• [Assignment]:
The entries below contain a stretch that opens with the line containing "x=108, y=55" and closes with the line containing "x=407, y=375"; set down that stretch exactly, both ends included, and nothing else.

• [Material for the task]:
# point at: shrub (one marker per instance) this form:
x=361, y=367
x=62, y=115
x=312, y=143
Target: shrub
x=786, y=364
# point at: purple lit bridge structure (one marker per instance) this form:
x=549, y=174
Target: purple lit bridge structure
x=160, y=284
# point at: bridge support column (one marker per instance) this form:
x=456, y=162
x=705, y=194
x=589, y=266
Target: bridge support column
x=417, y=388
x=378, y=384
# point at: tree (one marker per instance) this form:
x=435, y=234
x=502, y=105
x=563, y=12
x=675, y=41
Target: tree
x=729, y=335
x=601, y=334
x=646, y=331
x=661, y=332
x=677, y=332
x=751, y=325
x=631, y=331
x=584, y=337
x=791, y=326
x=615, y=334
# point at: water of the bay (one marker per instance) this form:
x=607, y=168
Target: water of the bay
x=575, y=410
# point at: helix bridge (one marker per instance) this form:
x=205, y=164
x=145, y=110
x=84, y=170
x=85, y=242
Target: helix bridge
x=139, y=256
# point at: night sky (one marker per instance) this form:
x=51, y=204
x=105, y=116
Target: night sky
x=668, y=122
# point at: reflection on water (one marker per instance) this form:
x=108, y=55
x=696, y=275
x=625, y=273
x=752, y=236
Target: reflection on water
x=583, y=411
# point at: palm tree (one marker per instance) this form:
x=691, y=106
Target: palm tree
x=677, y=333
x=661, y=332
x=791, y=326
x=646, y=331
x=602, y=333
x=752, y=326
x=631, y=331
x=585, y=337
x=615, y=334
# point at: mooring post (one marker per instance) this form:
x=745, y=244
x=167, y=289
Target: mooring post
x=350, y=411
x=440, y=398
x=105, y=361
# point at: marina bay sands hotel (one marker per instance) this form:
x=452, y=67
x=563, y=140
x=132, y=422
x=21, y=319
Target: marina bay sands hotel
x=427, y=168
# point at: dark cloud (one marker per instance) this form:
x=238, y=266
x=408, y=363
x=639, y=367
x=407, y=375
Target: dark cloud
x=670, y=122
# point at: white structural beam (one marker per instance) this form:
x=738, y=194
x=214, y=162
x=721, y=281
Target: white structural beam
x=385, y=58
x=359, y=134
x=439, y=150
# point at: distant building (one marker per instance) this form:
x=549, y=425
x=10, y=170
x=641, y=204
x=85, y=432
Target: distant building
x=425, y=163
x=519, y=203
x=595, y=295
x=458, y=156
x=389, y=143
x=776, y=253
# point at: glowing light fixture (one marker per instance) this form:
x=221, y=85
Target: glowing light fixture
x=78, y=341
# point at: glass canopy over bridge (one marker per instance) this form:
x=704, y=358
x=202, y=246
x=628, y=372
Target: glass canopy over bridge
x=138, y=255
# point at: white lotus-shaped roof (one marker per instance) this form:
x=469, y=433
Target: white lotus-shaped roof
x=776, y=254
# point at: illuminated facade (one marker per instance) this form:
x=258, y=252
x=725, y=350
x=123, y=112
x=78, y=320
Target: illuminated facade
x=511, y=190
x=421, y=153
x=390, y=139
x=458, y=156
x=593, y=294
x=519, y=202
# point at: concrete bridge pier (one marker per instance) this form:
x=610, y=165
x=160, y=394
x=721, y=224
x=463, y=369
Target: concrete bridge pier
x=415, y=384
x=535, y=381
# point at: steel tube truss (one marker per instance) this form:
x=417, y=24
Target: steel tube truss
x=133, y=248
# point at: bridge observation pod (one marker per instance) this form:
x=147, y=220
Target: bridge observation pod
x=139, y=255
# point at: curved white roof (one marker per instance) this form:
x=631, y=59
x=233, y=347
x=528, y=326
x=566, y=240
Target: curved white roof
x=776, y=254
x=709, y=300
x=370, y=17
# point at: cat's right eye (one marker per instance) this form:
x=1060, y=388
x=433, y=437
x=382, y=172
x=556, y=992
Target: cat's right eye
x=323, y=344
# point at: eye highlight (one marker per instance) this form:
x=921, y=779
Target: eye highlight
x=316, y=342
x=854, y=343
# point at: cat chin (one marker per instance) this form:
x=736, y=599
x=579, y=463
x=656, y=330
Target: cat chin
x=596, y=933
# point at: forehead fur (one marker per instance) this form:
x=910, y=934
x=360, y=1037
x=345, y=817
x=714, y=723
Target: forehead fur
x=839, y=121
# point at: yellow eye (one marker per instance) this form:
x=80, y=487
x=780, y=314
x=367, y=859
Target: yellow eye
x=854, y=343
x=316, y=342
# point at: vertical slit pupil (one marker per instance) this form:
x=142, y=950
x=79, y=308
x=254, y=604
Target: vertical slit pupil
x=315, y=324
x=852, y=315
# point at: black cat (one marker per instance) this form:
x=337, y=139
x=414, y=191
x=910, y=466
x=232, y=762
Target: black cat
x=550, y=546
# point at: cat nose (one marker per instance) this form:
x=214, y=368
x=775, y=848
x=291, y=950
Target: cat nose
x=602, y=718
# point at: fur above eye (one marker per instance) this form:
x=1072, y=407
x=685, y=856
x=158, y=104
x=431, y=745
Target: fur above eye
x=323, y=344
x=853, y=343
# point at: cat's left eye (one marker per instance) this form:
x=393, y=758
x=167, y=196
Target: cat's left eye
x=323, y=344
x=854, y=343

• [Response box]:
x=108, y=55
x=696, y=275
x=625, y=273
x=752, y=236
Target: reflection on water
x=583, y=411
# point at: palm tree (one marker per instance) this form:
x=691, y=106
Target: palm tree
x=677, y=333
x=661, y=332
x=791, y=326
x=646, y=331
x=602, y=333
x=752, y=326
x=631, y=331
x=585, y=337
x=615, y=334
# point at: mooring post (one marker per instance) this form:
x=745, y=244
x=167, y=289
Target: mooring post
x=350, y=411
x=440, y=398
x=105, y=361
# point at: marina bay sands hotel (one marker per instance) this form:
x=452, y=67
x=563, y=140
x=132, y=422
x=21, y=319
Target: marina bay sands hotel
x=427, y=168
# point at: dark cloud (one marker per instance) this form:
x=238, y=266
x=408, y=363
x=639, y=367
x=407, y=375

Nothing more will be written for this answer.